> SUPPLIED DATA
- - - -

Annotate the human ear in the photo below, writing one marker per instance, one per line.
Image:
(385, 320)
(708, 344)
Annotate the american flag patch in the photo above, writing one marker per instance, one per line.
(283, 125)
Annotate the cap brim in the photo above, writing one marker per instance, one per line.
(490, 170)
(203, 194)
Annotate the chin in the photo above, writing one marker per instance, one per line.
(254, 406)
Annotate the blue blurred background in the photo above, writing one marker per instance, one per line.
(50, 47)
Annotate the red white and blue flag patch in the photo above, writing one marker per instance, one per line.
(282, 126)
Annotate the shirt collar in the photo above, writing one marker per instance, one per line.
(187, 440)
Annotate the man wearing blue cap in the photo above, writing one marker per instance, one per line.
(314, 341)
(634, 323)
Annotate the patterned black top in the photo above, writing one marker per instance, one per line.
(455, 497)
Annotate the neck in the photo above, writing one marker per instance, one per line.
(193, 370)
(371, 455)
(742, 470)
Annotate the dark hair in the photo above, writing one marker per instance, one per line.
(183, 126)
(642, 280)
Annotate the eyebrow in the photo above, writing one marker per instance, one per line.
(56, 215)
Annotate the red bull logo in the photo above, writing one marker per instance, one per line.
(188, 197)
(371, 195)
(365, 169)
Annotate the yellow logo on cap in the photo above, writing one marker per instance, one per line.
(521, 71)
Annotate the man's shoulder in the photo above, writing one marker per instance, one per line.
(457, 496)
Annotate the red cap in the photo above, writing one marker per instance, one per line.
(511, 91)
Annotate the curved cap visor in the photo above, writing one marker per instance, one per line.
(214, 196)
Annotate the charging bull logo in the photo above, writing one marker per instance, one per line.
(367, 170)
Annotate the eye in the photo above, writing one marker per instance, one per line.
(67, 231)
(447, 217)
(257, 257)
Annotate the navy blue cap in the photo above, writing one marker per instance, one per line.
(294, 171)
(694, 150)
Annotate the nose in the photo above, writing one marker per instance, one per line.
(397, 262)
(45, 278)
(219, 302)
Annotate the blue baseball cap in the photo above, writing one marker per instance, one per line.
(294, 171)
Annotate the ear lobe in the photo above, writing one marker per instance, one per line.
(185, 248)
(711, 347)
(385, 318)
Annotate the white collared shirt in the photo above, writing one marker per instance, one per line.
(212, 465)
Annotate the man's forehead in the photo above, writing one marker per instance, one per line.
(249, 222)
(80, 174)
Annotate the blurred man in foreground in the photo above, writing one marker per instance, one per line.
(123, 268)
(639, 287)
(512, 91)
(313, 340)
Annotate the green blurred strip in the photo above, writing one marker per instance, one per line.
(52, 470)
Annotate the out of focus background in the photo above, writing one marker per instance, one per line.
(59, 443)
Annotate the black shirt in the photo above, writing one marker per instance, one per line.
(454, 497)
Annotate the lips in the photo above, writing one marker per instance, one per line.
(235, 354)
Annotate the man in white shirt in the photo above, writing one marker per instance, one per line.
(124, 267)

- - - -

Rewrite the entries from the line containing "Annotate the black" to the end of the entries, changing "lips" to "mouth" and leaving the rest unaltered.

> IN RESPONSE
Annotate the black shirt in the photo above, writing one marker per instance, one per line.
(454, 497)
Annotate the mouth in the photo above, writing one marker per instance, one per line.
(235, 354)
Annotate the man in white shirt in the photo above, writing one marker per instance, one per line.
(124, 267)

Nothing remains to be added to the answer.